### What is expected
Convert the entries, from the first line up to and including the line with "x=1061, y=420", into a Markdown table with the columns Row and Line. Put a row number in Row and the line in Line, and omit any blank lines.

/---

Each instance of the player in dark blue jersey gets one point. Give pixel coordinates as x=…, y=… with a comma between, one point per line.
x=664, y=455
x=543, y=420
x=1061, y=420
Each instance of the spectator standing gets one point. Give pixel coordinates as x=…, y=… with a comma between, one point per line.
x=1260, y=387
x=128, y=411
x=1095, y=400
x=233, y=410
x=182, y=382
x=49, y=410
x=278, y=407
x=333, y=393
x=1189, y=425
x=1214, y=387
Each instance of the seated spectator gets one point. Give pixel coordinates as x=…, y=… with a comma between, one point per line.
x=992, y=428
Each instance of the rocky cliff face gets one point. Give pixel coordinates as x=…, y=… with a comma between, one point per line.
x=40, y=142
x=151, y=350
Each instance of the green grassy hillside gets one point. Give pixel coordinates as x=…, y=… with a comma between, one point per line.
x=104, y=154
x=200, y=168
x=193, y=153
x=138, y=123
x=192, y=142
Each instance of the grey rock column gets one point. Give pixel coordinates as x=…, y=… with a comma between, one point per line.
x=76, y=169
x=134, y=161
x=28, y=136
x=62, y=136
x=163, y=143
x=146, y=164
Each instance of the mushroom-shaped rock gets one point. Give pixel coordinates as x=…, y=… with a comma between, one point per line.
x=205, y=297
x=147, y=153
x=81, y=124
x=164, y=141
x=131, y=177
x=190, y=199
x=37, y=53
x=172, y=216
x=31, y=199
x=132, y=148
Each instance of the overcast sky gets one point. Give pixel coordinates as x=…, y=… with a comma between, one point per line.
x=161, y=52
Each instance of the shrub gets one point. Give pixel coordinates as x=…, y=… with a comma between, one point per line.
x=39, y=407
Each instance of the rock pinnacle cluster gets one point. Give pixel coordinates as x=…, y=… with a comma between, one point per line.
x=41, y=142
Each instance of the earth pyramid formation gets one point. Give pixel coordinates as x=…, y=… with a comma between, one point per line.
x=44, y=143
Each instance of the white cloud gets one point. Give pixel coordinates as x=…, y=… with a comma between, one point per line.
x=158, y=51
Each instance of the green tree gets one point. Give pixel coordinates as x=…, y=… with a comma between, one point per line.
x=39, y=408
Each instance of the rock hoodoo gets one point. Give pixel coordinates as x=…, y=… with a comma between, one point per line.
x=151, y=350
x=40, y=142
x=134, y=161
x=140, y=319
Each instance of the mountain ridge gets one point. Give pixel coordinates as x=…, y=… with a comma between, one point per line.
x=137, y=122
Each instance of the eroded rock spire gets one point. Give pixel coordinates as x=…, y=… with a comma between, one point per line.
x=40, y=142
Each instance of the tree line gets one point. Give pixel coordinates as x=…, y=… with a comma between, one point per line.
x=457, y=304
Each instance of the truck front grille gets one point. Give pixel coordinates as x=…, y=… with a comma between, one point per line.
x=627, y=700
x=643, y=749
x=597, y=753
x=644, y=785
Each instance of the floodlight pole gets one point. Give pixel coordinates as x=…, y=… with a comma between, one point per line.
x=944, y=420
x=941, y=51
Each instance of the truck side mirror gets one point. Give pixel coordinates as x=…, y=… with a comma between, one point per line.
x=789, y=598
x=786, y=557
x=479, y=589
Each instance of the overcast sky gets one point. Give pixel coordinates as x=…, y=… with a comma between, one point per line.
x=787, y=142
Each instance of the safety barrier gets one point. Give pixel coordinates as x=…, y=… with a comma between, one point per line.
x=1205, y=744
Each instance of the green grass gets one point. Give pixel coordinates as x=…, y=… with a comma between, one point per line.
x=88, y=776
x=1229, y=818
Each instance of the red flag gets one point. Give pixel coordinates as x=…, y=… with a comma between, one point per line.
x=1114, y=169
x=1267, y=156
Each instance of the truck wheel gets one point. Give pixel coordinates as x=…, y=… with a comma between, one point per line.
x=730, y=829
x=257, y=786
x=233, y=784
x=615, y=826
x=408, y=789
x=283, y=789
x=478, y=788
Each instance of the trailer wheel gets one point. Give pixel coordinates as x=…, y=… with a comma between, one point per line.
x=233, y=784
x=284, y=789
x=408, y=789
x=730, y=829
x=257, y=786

\---

### Output
| Row | Line |
|---|---|
| 1 | Each instance of the player in dark blue jersey gets one point. Give pixel coordinates as x=…, y=… with a comma between, one point per line. |
| 2 | x=664, y=455 |
| 3 | x=543, y=420 |
| 4 | x=1061, y=420 |